* _Aim of the exercise_:
Write out every line of the records below word for word, but leave out the pictures.
**** Data for this task
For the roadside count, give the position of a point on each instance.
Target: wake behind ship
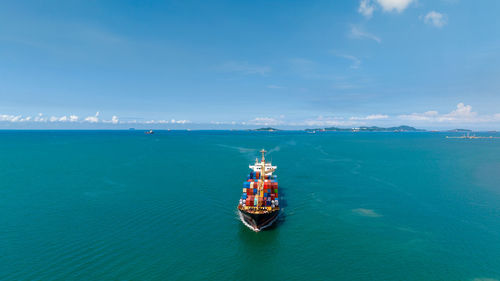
(259, 203)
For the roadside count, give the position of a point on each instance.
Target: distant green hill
(460, 130)
(402, 128)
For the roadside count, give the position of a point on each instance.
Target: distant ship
(259, 204)
(467, 136)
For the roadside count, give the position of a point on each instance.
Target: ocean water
(122, 205)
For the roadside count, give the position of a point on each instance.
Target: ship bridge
(262, 166)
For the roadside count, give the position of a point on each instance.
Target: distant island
(368, 129)
(459, 131)
(267, 129)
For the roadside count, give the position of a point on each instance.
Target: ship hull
(258, 222)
********
* _Correct response_:
For the roadside count, give the position of a point on each instance.
Target: wake behind ship
(259, 203)
For the roadside count, give the position of a point on each instance.
Target: distant green hill
(460, 130)
(402, 128)
For the roadside count, give the position of a point on each instance.
Target: distant ship
(259, 204)
(467, 136)
For the roadside count, give the position of a point on each instance.
Target: ocean water
(122, 205)
For the roadside count, give the position of a point on each instance.
Target: ship bridge
(262, 166)
For the roadside count, give the position of a point on each instance.
Target: distant island
(368, 129)
(459, 131)
(267, 129)
For the roadside count, give the position of a point on each instance.
Target: ship hull
(258, 222)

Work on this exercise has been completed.